#### WORK TO COMPLETE:
[1] Reproduce the part of the Buddha Bowl passage word for word, beginning at the words "I have to admit: the" and stopping after "fats, seeds, etc.".
[2] Answer these questions using the Buddha Bowl passage:
(a) What synonym for "Buddha Bowl" does the writer find?
(b) Which source does the recipe for two come from?
(c) What can replace the couscous for a GF version?

#### SUPPLIED PASSAGE:
I have to admit: the first time I heard the words “Buddha Bowl”, I asked myself what on earth it was. It turns out that its synonym is “grain bowl”. I know you carnivores out there still have no idea what I’m talking about! As a hard-core-carnivore myself, I had to Google it. Basically, Buddha Bowls, aka grain bowls, are very simply bowls filled with nutritious food like greens, grains, healthy fats, seeds, etc.
My research on Google didn’t glean too much as to why it’s called Buddha Bowl, but there is an interesting article explaining its possible origin here , if you’re interested. A quick trip to Pinterest will offer some mouth-watering pics of various Buddha’s Bowls. Oprah has given her thumbs up with recipes here, and if you want some “Weight Loss Buddha Bowls,”, you can find them here. If you didn’t catch it, these bowls are meat-free. So it take it from the Hard Core Carnivore (that’s me!), that these mouthwatering recipes from Buzzfeed will encourage you to make that leap to have at least one meat-free meal for the day. I won’t tell if you add meat, though 😉
Here’s a delicious recipe for two to get you started, from Lazy Cat Kitchen:
**I’m editing the recipe from the original author’s website for those of us in the US**
Ingredients
-½ cup uncooked couscous or quinoa (for GF version)

#### ENTRIES PROVIDED:
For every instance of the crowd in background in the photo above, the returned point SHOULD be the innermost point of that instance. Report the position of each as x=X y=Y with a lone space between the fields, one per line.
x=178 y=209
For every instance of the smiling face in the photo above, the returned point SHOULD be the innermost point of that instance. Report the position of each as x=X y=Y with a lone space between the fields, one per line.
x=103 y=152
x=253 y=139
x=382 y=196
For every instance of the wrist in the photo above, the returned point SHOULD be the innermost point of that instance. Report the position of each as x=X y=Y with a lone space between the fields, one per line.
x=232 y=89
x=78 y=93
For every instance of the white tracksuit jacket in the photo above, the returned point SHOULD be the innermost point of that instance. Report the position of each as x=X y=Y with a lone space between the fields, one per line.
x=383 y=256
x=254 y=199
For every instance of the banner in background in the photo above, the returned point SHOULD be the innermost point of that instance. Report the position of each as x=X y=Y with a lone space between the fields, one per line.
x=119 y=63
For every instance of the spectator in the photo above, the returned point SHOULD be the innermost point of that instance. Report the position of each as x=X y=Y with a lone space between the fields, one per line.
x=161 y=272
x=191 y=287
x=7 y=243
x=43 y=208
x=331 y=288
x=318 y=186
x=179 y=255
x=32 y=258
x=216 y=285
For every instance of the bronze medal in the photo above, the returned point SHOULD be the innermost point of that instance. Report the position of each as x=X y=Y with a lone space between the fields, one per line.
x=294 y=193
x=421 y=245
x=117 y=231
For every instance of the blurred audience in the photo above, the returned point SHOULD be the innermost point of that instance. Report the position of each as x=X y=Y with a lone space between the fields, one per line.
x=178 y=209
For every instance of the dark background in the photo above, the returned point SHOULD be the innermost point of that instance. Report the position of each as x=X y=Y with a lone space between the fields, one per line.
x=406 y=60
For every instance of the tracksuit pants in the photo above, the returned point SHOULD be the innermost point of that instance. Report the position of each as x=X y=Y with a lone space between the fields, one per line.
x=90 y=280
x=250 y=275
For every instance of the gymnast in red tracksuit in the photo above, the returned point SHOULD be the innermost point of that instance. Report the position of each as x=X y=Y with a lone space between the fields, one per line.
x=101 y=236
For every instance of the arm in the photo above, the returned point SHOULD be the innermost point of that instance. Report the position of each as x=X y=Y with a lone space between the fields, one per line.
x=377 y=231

#### OUTPUTS BY TASK:
[1]
I have to admit: the first time I heard the words “Buddha Bowl”, I asked myself what on earth it was. It turns out that its synonym is “grain bowl”. I know you carnivores out there still have no idea what I’m talking about! As a hard-core-carnivore myself, I had to Google it. Basically, Buddha Bowls, aka grain bowls, are very simply bowls filled with nutritious food like greens, grains, healthy fats, seeds, etc.

[2]
(a) Grain bowl
(b) Lazy Cat Kitchen
(c) Quinoa